ACTION ITEM: Produce word for word the lines of the data below running from the one that has "Keep to these rules. Indicate every instance of the metal" to the one that has "Keep to these rules. Indicate every instance of the barred", inclusive, and no others.

INFORMATION GIVEN:
Segment Open

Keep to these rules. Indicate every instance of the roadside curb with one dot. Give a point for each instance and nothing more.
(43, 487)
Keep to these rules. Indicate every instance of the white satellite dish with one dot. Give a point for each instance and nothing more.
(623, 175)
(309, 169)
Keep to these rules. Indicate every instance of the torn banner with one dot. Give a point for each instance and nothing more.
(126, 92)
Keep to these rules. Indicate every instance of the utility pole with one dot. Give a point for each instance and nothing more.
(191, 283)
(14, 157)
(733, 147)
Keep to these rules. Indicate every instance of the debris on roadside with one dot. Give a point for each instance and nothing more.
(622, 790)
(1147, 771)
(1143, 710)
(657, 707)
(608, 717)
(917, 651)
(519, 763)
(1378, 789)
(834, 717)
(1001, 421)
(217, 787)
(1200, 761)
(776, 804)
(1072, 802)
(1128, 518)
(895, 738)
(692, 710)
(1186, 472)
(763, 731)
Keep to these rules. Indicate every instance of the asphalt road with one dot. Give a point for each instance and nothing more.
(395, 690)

Segment Closed
Segment Open

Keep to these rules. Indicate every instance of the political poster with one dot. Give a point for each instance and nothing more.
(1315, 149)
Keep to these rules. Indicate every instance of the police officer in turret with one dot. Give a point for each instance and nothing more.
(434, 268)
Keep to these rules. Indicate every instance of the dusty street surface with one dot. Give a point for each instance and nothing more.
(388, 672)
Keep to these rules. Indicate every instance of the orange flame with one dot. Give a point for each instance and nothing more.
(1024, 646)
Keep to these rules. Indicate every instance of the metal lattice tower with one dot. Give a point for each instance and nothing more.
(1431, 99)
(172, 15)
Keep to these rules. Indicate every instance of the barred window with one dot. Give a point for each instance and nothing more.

Segment Closed
Segment Open

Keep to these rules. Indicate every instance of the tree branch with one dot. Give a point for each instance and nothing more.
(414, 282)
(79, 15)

Segment Closed

WRITTEN SOLUTION:
Keep to these rules. Indicate every instance of the metal lattice tower with one dot. Give a point for each instance and nothing more.
(1431, 99)
(172, 15)
Keep to these rules. Indicate every instance of the barred window with one dot. Give a point for each instance and nothing more.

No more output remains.